Required work: Copy out the records below word for word, leaving out the pictures.

Extracted information:
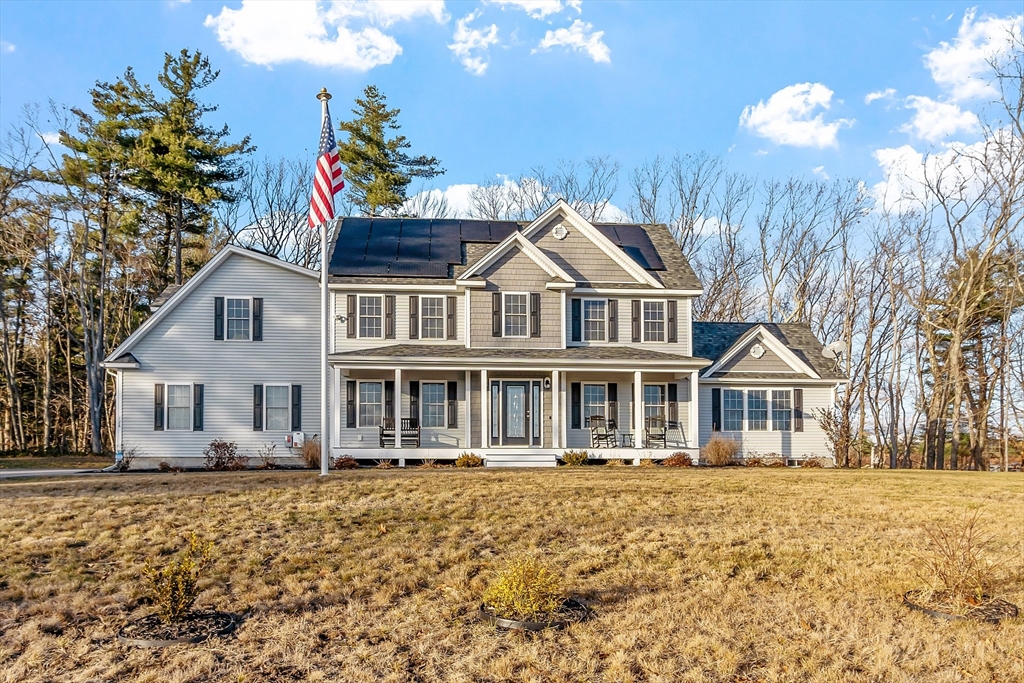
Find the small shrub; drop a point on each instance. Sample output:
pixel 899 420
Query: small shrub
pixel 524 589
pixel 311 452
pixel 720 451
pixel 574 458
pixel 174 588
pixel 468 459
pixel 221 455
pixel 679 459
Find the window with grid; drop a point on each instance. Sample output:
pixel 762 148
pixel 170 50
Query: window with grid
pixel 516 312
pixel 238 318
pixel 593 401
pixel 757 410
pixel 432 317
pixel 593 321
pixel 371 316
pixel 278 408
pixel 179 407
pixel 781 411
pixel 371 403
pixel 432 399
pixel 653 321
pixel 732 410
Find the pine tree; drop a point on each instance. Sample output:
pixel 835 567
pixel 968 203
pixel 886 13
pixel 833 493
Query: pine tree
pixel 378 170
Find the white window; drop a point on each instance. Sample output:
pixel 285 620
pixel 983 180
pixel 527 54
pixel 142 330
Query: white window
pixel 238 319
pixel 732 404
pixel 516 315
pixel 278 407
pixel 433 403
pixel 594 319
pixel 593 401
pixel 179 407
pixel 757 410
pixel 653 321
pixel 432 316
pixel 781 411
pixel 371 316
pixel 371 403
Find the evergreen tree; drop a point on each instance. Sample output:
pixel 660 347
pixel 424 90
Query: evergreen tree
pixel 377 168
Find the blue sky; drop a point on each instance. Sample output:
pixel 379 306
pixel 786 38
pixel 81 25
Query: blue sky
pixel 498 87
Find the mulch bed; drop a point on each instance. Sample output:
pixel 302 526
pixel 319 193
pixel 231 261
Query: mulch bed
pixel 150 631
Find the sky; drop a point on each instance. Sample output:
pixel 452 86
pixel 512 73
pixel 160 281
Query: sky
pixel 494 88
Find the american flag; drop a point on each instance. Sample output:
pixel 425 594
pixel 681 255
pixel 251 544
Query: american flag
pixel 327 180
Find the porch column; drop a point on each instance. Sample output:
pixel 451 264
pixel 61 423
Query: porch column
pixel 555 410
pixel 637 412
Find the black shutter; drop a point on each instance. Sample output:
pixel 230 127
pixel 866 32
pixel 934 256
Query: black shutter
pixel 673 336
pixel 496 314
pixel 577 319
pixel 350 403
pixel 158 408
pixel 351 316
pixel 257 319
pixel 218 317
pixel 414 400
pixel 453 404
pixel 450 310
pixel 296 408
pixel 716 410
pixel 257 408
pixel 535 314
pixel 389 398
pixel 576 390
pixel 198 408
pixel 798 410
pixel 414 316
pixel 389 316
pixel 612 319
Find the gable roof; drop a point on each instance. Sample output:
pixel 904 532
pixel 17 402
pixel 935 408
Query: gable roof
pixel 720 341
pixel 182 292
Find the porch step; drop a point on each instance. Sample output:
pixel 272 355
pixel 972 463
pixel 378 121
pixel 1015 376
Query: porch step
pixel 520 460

Response to the task:
Find the small shrub; drop a point on each instance. Sample output:
pixel 899 420
Query: small shrub
pixel 524 589
pixel 311 452
pixel 720 451
pixel 574 458
pixel 174 588
pixel 468 459
pixel 221 455
pixel 679 459
Find the window with grid; drop a point on each instance. Sample output:
pixel 762 148
pixel 170 50
Query: window with grid
pixel 516 312
pixel 238 318
pixel 593 401
pixel 757 410
pixel 432 317
pixel 593 321
pixel 371 316
pixel 278 408
pixel 179 407
pixel 781 411
pixel 371 403
pixel 432 399
pixel 653 321
pixel 732 410
Find the pine tree; drop a point on each instance. Sample output:
pixel 835 567
pixel 968 203
pixel 886 13
pixel 833 493
Query: pine tree
pixel 378 170
Find the white window; drop a point on each instance. Sample output:
pixel 285 620
pixel 983 180
pixel 527 54
pixel 142 330
Query: white window
pixel 238 319
pixel 732 404
pixel 516 315
pixel 278 407
pixel 433 403
pixel 594 319
pixel 593 401
pixel 179 407
pixel 757 410
pixel 653 321
pixel 432 316
pixel 781 411
pixel 371 316
pixel 371 403
Find the evergreen tree; drop a point on each instance. Sample output:
pixel 660 347
pixel 424 90
Query: evergreen tree
pixel 377 168
Find the blue sky; drop a point on each instance. Sample output:
pixel 379 306
pixel 786 38
pixel 81 25
Query: blue sky
pixel 498 87
Find the mulch bed; drop a point on each instance. Sample output:
pixel 302 526
pixel 319 193
pixel 231 261
Query: mulch bed
pixel 150 631
Find the sky; drop a point on each instance. Sample output:
pixel 452 86
pixel 512 73
pixel 160 281
Query: sky
pixel 494 88
Find the american flag; drop a point on each instance. Sample output:
pixel 425 594
pixel 681 255
pixel 251 544
Query: american flag
pixel 327 180
Find the porch column; drop a point on each instance. Sample output:
pixel 451 264
pixel 61 423
Query: porch column
pixel 555 410
pixel 637 412
Find the black shutter; drop a point on each instance. Sample output:
pixel 230 127
pixel 866 32
pixel 934 256
Query: black shutter
pixel 673 336
pixel 496 314
pixel 577 319
pixel 350 403
pixel 158 408
pixel 351 316
pixel 257 319
pixel 218 317
pixel 414 400
pixel 453 404
pixel 450 310
pixel 296 408
pixel 716 410
pixel 257 408
pixel 535 314
pixel 389 398
pixel 576 390
pixel 198 408
pixel 798 410
pixel 414 316
pixel 389 316
pixel 612 319
Find the gable roof; drop a point on each instance. Sample output:
pixel 904 532
pixel 17 402
pixel 935 408
Query: gable roof
pixel 720 341
pixel 182 292
Find the porch step; drop a point on each instance. Sample output:
pixel 272 355
pixel 972 463
pixel 378 121
pixel 1015 376
Query: porch step
pixel 520 460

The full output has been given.